══ DOKUMENT ══

Protest erreicht Religion

In Frankreich häuft sich der Vandalismus in und um Kirchen

Die Franzosen kultivieren ihren Protest. Der macht teils auch vor heiligen Orten nicht mehr halt. Verstreute Hostien, zerschossene Fenster, Schmierereien und gestürzte Grabsteine: Angriffe auf Kirchen häufen sich.
Auch die Notre Dame Kirche in Dijon wurde Opfer von Vandalismus.

Notre-Dame in Dijon gilt als die schönste Kirche Burgunds aus dem 13. Jahrhundert. Am Samstagmorgen drang ein Unbekannter in die Pfarrkirche ein, verstreute Hostien um den Hauptaltar und verwüstete den Chorraum. Der Vorfall reiht sich ein in eine wachsende Zahl von Vandalenakten in französischen Kirchen. Allein in der vergangenen Woche wurden laut Bericht Gotteshäuser in Nîmes, Lavaur und Houilles Ziel von Übergriffen.

Brandspuren und Schusslöcher

Brandspuren auf dem Altar, Einschusslöcher in Kirchenfenstern, Raub von liturgischen Gefässen samt den darin aufbewahrten Hostien. Alle paar Tage ein neuer Fall von Vandalismus. Die Kirche von Houilles war zuletzt gleich dreimal hintereinander Ziel von Übergriffen. Ein Teil des Kreuzes wurde abgebrochen sowie eine Marienstatue und der Altarraum beschädigt.

Auch die grossen Bischofskirchen werden nicht verschont. 2013 wurden binnen weniger Tage die gotischen Kathedralen von Limoges und Nantes mit Parolen beschmiert und geschändet. Obszöne Schmierereien, Hitler-Bärte und andere Nazi-Embleme, Teufelssymbole wie die Zahl «666» auf einem Altar. Auf das Hauptportal von Limoges aus dem 13. Jahrhundert schmierten Linksradikale die Worte «Kirchenrecht = Scharia».

Laut Zahlen des Innenministeriums, welche die Zeitung «Figaro» am Dienstag zitierte, sind katholische Kirchen besonders oft Ziel von Verwüstungen. 2017 entfielen demnach von insgesamt 978 Vorfällen an Kultusorten 878 auf christliche Einrichtungen.

═══

• ÜBUNGSAUFGABEN:
1. Nennen Sie alle französischen Orte, deren Kirchen laut dem Text über Vandalismus in französischen Kirchen Ziel von Übergriffen wurden.
2. Beantworten Sie anhand des Textes über Vandalismus in französischen Kirchen die folgenden Fragen:
(a) Aus welchem Jahrhundert stammt Notre-Dame in Dijon?
(b) Wie oft war die Kirche von Houilles zuletzt hintereinander Ziel von Übergriffen?
(c) Wie viele der 978 Vorfälle an Kultusorten im Jahr 2017 entfielen auf christliche Einrichtungen?
3. Setzen Sie den Text über Vandalismus in französischen Kirchen im Anschluss an seinen letzten Satz fort.

══ GEGEBENE DATEN ══

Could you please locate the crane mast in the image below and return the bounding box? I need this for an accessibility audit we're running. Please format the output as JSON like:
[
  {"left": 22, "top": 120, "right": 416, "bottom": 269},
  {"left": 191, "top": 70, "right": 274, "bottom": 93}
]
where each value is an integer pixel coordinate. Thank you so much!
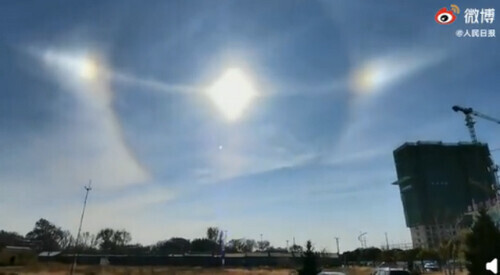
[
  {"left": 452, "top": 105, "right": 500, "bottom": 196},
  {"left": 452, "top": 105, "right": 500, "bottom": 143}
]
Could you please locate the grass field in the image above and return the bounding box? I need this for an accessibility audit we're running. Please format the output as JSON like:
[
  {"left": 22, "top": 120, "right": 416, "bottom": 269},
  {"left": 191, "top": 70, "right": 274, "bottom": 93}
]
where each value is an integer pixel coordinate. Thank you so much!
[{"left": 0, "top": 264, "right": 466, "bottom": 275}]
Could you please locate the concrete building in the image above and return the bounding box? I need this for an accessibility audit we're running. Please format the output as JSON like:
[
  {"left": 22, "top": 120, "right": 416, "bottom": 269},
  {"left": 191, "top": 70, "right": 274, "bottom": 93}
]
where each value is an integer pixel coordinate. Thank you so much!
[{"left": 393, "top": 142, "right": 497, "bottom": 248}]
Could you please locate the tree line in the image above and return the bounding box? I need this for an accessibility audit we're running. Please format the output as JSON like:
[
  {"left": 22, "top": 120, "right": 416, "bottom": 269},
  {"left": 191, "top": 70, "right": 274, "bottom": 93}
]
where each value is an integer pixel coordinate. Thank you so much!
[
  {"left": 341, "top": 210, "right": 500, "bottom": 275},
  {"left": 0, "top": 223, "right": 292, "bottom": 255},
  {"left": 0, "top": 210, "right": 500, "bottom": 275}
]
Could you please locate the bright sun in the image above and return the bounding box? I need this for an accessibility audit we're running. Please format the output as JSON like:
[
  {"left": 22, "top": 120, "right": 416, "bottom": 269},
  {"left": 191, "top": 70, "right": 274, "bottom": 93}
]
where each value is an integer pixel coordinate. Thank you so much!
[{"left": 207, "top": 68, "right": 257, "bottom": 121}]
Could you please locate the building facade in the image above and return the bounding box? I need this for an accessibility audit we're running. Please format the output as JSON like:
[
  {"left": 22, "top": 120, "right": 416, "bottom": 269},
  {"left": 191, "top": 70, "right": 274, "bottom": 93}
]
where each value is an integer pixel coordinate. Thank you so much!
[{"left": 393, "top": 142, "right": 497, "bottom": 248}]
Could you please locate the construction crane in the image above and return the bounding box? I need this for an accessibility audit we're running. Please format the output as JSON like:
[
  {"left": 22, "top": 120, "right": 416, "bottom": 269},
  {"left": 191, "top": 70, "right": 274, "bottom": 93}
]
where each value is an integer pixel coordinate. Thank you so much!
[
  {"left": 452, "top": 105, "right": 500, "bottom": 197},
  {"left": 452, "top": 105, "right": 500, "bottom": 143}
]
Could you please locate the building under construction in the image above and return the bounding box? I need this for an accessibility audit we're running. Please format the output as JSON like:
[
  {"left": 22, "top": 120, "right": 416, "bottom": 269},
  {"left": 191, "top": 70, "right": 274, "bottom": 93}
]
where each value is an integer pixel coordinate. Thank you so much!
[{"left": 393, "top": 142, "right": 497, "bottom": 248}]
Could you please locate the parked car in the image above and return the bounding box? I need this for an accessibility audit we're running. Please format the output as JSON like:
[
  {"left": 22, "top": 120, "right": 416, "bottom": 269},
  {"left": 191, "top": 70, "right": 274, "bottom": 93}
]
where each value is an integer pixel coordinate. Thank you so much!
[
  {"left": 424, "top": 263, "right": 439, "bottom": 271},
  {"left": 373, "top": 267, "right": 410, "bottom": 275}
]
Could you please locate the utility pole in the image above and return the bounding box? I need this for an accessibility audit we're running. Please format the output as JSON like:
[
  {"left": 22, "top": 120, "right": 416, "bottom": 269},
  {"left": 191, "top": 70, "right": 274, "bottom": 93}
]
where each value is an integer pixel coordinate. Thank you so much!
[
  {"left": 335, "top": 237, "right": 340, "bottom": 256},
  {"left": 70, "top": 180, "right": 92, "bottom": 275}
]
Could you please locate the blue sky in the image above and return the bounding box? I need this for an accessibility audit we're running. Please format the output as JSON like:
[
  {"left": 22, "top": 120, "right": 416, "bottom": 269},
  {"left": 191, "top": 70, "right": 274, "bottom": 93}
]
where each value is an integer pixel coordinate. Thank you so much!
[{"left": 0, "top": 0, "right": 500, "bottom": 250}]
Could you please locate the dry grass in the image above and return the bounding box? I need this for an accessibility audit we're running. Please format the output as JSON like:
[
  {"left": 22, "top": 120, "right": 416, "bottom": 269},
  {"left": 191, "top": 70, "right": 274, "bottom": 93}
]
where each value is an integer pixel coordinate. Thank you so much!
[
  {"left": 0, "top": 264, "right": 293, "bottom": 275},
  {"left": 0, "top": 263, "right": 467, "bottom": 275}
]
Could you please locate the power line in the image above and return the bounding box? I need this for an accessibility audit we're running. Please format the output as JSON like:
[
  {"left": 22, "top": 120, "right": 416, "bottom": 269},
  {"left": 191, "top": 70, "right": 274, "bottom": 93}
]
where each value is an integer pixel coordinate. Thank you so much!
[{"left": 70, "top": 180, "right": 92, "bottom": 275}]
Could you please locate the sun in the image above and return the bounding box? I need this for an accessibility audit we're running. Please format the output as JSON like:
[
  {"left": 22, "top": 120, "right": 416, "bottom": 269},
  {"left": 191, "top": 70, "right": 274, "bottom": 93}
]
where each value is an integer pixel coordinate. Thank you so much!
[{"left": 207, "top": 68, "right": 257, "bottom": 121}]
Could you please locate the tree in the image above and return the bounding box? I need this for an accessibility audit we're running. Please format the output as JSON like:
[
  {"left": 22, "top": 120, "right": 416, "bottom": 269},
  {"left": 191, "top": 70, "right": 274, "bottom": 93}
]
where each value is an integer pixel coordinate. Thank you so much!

═══

• ANTWORTEN JE AUFGABE:
1. Dijon, Nîmes, Lavaur, Houilles, Limoges, Nantes

2.
(a) Aus dem 13. Jahrhundert.
(b) Dreimal.
(c) 878.

3.
Sehr unterschiedliche Motive

Die Motive all dieser Taten sind denkbar verschieden: Übermut, Frust, Drogenkonsum, Hass oder Habgier. Doch allen ist eines gemeinsam: wachsende Gleichgültigkeit gegenüber den religiösen Gefühlen der anderen. Ist das eine Folge der französischen Übung des Laizismus, der traditionellen revolutionären Bereitschaft, seinen Überzeugungen auch handgreiflich Ausdruck zu verleihen? Der Verdunstung religiöser Bindungen? Rache für kirchliche Missbrauchsskandale? Oder tatsächlich eine gesellschaftliche Radikalisierung?

Bei vielen ist es wohl schlichte Lust am Politisieren und Zerstören. An die Pariser Kirche Sacré-Cœur wurde 2014 «Fuck tourism» gesprüht – eine klare Botschaft an Millionen Besucher jährlich.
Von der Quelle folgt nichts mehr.